--- START OF INFORMATION SUPPLIED ---

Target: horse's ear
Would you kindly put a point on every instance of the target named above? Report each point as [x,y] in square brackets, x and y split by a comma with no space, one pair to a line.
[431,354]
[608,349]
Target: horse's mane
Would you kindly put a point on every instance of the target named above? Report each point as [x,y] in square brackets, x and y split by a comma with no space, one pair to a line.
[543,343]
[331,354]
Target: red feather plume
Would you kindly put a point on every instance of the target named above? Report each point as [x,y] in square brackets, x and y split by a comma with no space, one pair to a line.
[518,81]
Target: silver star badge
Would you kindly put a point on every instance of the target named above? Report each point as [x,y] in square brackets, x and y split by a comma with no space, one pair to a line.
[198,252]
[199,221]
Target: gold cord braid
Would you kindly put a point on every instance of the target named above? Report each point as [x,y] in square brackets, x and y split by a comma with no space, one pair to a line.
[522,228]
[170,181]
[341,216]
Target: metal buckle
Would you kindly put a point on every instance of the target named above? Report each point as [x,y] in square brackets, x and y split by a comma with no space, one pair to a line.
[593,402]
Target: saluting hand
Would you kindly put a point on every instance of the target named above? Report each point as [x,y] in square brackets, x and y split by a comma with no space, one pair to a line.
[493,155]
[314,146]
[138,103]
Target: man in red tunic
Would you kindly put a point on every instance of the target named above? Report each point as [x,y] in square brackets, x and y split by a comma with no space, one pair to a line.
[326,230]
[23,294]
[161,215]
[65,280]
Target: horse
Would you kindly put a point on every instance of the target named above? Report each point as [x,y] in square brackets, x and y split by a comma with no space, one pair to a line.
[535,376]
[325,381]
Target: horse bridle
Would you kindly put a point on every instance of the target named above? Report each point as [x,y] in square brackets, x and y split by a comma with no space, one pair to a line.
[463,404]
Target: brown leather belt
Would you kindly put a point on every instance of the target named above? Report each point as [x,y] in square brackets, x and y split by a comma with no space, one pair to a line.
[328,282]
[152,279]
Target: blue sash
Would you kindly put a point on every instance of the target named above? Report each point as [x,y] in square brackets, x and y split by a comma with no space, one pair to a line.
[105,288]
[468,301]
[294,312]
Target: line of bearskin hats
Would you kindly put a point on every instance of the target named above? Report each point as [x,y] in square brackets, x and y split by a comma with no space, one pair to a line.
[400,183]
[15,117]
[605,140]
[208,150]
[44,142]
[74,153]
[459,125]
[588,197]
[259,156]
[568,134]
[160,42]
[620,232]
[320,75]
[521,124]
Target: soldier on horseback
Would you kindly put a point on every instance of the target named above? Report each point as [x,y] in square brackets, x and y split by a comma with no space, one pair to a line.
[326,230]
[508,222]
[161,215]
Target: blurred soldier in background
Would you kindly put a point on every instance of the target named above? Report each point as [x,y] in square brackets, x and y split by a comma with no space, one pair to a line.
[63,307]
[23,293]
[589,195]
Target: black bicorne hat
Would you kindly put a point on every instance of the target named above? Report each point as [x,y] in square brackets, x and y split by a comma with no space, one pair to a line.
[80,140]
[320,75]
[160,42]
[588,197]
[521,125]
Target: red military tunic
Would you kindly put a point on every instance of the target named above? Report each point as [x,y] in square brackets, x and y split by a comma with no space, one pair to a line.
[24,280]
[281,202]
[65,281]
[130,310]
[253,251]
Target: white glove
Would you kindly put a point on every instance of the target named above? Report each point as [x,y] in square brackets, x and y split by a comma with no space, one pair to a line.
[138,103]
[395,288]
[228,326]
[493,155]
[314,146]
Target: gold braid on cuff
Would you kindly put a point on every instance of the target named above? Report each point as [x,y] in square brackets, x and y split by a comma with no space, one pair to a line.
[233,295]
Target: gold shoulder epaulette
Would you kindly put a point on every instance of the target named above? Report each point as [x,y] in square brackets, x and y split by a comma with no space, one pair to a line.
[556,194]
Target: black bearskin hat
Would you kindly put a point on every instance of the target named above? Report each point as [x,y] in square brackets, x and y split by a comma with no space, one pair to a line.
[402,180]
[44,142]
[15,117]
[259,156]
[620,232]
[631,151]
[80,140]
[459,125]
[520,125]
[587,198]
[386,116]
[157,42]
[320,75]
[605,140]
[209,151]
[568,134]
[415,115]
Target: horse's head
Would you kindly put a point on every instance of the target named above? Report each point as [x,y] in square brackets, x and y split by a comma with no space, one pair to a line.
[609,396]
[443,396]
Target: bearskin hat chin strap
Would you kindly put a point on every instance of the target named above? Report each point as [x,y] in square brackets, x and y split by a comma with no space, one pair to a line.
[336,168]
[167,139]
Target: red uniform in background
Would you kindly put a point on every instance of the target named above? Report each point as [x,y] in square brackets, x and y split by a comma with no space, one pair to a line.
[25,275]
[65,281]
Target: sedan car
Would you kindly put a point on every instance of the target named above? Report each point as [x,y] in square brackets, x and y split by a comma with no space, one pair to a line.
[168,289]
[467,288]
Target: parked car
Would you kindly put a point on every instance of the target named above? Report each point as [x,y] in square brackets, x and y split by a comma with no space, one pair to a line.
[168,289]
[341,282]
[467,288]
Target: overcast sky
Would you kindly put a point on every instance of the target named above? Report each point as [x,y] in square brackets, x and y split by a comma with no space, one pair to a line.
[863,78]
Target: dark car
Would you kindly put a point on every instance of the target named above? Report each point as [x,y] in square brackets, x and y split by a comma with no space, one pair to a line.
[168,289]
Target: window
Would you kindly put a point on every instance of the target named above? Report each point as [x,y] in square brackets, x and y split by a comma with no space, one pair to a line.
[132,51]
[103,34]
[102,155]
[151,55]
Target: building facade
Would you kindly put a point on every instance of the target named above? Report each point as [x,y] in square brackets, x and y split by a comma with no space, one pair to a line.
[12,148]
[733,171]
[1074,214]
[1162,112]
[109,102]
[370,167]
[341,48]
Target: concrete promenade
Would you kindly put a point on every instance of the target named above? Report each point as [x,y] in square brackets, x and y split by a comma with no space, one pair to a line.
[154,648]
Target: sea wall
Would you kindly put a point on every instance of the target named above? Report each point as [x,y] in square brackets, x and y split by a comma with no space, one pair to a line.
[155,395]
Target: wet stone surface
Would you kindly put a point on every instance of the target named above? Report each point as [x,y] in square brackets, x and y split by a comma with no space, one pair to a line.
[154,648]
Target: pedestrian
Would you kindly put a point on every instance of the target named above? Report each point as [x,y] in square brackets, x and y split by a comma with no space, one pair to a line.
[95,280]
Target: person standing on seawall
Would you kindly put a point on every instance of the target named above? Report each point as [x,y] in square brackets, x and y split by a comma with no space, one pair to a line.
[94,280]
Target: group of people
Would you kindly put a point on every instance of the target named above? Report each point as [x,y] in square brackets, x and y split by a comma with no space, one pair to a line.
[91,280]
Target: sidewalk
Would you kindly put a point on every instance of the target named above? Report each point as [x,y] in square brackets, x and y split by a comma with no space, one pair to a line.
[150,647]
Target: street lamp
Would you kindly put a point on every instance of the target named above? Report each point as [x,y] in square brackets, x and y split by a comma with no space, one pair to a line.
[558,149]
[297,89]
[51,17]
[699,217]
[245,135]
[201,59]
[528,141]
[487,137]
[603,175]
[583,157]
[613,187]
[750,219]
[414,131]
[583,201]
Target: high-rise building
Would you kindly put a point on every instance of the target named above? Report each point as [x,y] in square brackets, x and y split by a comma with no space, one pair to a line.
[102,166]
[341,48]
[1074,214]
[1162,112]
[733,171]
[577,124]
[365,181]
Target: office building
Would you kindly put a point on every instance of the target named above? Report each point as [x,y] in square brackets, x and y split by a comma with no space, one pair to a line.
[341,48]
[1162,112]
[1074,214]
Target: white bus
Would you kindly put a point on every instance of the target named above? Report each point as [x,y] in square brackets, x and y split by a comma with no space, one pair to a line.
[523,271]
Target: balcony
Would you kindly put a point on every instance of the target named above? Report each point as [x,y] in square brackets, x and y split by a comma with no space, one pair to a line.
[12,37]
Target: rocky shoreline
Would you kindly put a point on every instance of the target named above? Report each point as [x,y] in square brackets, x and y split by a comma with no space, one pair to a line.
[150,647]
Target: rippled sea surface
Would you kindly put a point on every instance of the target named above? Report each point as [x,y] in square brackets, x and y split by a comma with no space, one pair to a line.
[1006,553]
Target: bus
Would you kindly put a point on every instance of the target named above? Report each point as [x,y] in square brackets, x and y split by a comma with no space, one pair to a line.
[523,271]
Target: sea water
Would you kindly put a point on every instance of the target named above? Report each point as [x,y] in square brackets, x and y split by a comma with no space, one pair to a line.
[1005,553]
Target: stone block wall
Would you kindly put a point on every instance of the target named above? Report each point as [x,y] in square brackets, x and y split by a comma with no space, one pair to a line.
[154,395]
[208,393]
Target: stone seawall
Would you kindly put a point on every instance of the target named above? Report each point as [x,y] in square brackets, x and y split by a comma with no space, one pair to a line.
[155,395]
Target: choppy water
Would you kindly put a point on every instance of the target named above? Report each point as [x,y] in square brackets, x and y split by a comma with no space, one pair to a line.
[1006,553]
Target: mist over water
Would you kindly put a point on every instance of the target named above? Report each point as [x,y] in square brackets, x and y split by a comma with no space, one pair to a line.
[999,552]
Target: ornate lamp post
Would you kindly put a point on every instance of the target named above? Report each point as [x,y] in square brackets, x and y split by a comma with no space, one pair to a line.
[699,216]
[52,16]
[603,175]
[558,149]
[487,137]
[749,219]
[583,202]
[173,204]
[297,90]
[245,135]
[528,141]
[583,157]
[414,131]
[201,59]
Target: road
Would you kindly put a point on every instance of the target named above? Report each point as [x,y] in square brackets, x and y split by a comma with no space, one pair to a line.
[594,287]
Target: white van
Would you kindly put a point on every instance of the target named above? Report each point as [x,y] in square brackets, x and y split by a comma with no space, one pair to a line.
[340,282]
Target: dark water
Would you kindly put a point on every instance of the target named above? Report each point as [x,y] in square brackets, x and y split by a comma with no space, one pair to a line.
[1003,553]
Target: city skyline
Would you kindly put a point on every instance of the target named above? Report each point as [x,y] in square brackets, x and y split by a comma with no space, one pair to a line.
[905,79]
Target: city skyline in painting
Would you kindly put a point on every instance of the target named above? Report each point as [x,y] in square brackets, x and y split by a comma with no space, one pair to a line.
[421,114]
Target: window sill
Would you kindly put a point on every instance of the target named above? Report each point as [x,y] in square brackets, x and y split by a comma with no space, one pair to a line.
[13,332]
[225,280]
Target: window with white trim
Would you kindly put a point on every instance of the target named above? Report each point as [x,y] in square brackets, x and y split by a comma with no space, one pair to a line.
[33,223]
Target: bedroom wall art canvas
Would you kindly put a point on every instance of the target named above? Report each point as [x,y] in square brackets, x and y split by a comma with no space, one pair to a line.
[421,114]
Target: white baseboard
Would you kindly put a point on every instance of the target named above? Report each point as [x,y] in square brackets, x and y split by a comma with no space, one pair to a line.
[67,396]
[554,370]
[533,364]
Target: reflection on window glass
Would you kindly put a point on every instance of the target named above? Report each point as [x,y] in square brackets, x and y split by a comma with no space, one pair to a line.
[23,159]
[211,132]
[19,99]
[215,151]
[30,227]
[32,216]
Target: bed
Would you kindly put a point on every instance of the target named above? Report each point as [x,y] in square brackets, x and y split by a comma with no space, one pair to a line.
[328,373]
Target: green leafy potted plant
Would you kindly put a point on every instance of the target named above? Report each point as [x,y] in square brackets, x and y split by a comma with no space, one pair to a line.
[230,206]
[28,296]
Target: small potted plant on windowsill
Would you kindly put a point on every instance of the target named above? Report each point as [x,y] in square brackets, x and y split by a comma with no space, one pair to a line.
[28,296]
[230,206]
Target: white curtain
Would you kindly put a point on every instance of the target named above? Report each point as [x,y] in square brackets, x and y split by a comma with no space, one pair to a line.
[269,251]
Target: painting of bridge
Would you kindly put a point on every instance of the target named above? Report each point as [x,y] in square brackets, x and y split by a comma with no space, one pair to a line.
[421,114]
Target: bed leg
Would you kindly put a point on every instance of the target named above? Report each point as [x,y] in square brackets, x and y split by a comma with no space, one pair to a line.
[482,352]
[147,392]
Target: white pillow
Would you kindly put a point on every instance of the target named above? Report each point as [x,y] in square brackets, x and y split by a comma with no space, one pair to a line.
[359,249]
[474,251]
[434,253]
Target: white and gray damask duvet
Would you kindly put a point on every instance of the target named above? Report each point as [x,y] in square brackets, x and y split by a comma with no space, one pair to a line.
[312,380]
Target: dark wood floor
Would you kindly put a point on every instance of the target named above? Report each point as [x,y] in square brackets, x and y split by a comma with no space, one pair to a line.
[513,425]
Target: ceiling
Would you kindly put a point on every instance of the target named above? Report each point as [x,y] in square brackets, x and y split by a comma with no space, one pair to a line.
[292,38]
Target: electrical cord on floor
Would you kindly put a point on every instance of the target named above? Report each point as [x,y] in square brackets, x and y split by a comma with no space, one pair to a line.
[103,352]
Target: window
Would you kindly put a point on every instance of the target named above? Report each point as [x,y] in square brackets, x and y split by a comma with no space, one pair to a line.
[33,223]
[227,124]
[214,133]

--- END OF INFORMATION SUPPLIED ---

* _PROBLEM DETAILS_:
Start at the line that has "Target: bed leg" and copy every line through the end of the material, keeping all wording unchanged except the point coordinates in the answers. Multiply each of those coordinates by 2 and round to whole numbers, with halves going up.

* _ANSWER BELOW_:
Target: bed leg
Would you kindly put a point on every instance of the target named above? Report each point as [x,y] in square brackets, x and y split by a comma with no space, one pair to a line.
[964,704]
[294,784]
Target: white pillow
Would you kindly put a point on every instance of the target named above? Report each point as [x,y] in square brackets, x and y split by a comma with no space, one pair to a line.
[718,498]
[948,502]
[868,506]
Target: white and gray damask duvet
Would you kindly put a point on every instance of the target named above? Report each point as [x,y] in square brackets, x and y split by a comma with no space, one pair to a line.
[624,760]
Target: dark wood floor
Would you kindly put a point on every instance of the target named above? Report each point as [x,y] in square brackets, x and y split by a comma with no space, one pair to a line.
[1026,850]
Target: ceiling
Would you kindly put a point on every instance of the target named above? Report each point as [x,y] in square brackets, x and y split by a comma with no space, one pair to a line.
[584,76]
Target: electrical cord on floor
Would you kindly put a point on every instance of the target named above? Report each point as [x,y] in square brackets, x and y split by a comma with no space, one pair to a line.
[206,704]
Target: window
Would you kindly put a point on every instance of the target named above? Report each point as [x,y] in square brackets, x and y split by a comma with no space, one pair to a line.
[66,446]
[454,248]
[428,266]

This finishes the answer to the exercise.